Copy out the data lines verbatim, beginning with the line that contains "bird head -> outline every instance" and continuing through the end of the data.

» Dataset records
------------------------------------------------------------

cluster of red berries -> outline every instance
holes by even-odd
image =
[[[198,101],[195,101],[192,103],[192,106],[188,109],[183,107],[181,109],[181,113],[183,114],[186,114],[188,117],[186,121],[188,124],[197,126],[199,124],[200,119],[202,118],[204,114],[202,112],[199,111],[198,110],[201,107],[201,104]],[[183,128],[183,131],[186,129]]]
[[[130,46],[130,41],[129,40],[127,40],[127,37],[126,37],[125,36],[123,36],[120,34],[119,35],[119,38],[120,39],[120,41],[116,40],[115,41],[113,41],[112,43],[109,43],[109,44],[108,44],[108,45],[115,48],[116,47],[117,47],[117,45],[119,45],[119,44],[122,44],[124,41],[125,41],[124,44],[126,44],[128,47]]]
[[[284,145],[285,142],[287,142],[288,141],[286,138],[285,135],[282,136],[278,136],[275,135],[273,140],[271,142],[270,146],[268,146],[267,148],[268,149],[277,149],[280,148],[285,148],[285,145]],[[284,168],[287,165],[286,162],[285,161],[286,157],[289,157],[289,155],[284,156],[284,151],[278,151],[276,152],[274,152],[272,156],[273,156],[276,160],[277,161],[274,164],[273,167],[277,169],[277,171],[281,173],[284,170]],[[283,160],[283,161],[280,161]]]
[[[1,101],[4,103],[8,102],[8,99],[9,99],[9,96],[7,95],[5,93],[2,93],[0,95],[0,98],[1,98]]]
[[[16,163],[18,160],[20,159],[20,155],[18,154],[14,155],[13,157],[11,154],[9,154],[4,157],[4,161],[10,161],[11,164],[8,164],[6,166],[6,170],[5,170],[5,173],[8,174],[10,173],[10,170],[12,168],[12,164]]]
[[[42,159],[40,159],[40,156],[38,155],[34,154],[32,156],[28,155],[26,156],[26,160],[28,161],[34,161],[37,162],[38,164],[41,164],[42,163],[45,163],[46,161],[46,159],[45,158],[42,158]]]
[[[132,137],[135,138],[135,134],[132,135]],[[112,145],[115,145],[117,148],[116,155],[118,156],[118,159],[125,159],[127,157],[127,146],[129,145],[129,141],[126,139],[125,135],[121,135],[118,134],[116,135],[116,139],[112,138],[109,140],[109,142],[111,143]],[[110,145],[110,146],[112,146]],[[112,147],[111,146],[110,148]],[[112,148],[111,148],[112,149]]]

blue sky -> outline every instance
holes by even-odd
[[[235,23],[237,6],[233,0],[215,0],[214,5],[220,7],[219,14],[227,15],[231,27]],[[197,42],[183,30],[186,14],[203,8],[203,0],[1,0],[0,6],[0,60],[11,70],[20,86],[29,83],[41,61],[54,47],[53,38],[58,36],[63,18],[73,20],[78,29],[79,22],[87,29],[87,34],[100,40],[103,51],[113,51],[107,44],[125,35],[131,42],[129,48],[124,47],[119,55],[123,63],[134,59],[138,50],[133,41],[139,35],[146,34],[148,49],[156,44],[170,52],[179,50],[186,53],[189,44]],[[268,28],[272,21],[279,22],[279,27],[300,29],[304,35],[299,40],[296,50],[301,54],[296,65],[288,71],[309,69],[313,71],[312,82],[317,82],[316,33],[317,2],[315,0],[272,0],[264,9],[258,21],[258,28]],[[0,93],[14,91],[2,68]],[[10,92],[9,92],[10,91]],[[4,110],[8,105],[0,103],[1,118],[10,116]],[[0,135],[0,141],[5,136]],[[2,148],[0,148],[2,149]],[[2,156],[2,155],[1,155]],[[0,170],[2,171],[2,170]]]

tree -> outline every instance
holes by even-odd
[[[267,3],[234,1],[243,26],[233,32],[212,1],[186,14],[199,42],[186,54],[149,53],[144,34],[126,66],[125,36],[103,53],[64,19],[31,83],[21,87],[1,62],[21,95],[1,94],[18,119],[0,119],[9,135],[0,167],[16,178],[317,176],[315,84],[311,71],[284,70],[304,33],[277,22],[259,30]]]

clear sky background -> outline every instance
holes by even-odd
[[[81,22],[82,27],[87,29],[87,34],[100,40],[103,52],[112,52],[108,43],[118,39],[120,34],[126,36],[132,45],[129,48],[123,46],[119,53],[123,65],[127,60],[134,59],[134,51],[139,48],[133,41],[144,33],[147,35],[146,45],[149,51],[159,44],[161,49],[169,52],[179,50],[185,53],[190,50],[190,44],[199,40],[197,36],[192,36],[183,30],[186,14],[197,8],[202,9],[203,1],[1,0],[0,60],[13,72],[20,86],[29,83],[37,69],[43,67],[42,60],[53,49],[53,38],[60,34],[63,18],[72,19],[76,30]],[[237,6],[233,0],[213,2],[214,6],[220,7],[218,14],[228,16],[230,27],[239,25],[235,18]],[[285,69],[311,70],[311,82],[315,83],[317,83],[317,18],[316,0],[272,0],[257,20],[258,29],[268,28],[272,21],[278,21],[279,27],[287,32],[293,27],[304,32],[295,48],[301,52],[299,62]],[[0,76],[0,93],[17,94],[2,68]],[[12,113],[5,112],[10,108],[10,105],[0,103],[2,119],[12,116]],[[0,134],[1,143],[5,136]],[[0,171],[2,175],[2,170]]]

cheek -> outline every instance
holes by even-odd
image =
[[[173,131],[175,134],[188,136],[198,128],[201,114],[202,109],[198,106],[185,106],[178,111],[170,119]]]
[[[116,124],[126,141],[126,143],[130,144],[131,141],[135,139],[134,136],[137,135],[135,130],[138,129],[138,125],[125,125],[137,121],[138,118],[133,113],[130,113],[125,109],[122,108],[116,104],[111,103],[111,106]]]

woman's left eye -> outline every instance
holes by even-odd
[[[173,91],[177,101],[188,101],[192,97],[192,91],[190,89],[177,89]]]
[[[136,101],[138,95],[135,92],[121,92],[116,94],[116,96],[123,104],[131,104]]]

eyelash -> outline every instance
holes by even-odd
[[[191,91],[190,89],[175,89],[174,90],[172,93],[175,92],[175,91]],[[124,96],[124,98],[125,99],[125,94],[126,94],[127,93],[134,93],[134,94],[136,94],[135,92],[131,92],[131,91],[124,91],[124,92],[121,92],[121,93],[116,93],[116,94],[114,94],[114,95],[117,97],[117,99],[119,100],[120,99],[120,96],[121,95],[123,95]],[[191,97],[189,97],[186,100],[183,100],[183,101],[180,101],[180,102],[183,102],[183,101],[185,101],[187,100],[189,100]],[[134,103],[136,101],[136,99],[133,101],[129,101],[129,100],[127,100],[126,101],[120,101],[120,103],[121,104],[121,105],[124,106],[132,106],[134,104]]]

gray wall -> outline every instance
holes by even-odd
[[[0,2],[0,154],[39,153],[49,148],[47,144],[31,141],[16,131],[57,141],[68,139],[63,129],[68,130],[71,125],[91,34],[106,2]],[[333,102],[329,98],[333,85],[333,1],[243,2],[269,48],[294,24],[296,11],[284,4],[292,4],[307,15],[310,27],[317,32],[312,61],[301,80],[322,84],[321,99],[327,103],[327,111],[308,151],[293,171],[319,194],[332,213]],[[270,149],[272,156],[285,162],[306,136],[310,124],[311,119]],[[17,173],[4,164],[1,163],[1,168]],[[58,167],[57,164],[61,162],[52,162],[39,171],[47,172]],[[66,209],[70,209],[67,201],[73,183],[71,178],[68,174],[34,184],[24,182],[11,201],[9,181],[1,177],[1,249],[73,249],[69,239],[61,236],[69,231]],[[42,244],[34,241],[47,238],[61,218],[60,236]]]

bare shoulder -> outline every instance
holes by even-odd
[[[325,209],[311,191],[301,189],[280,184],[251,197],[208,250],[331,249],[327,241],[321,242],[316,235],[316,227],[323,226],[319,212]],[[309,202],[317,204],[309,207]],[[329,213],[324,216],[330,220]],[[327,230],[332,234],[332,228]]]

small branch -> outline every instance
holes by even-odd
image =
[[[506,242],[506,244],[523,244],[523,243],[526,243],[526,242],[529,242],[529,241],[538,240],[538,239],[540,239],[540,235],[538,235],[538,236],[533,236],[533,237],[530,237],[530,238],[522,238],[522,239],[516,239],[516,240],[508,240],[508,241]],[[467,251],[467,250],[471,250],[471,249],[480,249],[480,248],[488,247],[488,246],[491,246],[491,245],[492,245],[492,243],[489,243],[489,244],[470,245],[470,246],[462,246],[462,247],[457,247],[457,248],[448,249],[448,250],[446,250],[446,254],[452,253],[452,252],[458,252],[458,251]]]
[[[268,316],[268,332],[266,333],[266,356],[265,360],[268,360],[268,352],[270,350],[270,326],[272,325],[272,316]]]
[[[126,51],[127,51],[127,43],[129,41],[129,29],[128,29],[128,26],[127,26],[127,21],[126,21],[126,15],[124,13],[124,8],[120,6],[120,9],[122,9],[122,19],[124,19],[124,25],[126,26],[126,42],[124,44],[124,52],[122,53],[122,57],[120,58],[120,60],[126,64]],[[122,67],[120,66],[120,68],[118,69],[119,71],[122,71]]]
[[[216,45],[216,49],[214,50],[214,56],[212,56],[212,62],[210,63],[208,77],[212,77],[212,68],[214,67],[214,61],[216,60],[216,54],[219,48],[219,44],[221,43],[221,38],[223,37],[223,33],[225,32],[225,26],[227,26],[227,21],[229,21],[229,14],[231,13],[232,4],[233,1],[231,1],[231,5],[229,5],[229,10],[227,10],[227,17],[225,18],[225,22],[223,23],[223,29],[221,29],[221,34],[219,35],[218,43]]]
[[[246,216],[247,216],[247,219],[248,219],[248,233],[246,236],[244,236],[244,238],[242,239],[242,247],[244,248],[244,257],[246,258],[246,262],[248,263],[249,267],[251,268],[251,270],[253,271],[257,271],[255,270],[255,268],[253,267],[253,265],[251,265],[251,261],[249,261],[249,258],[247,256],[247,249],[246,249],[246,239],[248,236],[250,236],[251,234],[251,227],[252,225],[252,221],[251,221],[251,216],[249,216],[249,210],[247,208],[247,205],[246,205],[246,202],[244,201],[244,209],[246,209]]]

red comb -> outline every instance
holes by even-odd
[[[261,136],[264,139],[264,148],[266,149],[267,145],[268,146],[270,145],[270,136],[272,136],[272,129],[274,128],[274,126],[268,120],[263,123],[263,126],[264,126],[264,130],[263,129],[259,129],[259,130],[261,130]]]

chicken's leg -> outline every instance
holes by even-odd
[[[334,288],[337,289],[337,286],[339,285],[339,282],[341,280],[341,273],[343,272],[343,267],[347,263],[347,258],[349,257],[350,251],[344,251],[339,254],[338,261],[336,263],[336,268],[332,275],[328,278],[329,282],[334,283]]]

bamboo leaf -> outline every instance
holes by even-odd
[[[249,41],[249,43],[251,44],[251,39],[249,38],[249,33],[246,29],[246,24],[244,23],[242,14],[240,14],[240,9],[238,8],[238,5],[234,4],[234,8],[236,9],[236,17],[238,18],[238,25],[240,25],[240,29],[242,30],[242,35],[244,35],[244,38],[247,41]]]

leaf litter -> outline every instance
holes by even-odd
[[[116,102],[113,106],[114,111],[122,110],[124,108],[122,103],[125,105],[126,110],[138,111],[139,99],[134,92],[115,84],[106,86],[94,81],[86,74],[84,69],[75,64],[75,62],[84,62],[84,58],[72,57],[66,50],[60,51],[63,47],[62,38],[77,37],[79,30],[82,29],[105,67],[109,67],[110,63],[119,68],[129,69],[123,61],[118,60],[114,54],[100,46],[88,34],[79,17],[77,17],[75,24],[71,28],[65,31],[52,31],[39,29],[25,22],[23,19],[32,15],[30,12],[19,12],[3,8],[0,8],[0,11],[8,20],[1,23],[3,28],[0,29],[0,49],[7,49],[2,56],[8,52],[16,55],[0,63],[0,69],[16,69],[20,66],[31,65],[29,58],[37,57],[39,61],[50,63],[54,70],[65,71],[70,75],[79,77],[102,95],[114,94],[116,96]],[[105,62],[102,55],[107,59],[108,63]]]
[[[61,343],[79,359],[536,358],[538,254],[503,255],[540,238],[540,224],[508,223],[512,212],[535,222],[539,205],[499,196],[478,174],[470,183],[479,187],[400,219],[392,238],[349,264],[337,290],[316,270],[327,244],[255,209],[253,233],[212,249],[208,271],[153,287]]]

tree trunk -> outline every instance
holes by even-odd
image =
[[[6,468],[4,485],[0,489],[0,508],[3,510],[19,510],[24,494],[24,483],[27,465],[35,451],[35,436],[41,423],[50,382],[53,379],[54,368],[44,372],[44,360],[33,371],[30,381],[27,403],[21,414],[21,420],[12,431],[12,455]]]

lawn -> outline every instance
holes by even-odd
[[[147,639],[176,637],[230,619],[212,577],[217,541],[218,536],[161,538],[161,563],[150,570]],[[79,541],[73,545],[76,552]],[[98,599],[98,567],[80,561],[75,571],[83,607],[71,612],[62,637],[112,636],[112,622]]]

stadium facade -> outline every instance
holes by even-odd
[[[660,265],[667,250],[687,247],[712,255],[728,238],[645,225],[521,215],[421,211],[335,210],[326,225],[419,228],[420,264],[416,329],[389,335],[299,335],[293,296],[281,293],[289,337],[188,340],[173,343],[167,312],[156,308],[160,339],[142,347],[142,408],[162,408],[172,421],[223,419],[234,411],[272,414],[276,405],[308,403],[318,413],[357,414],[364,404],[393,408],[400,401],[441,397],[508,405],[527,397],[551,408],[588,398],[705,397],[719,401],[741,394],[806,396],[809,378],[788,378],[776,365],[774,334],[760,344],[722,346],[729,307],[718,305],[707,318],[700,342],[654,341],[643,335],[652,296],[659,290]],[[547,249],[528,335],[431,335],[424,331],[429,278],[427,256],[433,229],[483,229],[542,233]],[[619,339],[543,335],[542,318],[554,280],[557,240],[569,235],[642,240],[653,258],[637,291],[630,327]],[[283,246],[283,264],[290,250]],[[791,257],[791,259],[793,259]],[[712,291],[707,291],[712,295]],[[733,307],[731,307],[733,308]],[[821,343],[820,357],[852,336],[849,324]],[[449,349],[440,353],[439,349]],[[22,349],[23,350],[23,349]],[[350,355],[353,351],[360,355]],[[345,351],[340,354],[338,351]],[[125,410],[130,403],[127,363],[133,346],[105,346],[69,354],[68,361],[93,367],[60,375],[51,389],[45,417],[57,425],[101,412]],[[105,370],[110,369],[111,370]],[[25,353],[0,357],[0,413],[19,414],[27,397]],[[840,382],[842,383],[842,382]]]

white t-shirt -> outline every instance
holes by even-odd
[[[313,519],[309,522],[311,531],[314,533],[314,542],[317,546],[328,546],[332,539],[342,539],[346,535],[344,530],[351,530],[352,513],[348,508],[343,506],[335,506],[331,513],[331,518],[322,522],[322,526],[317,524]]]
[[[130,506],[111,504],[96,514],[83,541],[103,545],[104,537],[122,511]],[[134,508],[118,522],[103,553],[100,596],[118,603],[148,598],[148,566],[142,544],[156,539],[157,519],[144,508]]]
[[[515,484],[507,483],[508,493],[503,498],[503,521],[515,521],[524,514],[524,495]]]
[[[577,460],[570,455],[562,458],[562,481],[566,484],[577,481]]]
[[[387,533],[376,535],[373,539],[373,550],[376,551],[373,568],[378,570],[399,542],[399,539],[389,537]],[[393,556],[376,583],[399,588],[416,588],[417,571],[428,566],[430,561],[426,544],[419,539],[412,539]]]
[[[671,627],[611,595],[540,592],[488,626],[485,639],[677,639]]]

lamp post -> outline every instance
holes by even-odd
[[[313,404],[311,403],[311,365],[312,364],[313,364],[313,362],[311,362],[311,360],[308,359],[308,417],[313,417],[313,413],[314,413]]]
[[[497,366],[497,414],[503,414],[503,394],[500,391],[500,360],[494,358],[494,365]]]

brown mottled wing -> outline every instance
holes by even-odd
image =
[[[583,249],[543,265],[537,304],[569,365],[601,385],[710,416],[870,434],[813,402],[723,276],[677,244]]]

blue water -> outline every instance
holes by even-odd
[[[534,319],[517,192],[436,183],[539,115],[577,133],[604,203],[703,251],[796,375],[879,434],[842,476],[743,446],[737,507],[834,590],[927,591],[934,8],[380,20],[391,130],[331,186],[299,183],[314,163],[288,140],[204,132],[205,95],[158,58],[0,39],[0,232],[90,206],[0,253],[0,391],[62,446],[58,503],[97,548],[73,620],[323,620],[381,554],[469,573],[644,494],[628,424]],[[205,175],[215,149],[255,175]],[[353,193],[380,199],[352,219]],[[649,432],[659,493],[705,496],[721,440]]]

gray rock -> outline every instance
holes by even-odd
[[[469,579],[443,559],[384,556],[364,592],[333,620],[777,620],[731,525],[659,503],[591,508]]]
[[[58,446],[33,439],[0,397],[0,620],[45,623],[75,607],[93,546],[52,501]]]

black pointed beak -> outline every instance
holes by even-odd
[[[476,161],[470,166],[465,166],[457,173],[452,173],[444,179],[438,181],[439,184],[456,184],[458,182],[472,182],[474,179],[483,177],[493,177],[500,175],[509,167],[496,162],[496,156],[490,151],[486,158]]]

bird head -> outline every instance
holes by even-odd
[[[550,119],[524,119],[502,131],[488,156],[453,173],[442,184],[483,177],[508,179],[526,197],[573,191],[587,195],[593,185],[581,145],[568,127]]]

------------------------------------------------------------

» EXERCISE RESPONSE
bird head -> outline every instance
holes by even-odd
[[[550,119],[524,119],[502,131],[488,156],[453,173],[442,184],[483,177],[508,179],[526,197],[573,191],[587,195],[593,185],[581,145],[568,127]]]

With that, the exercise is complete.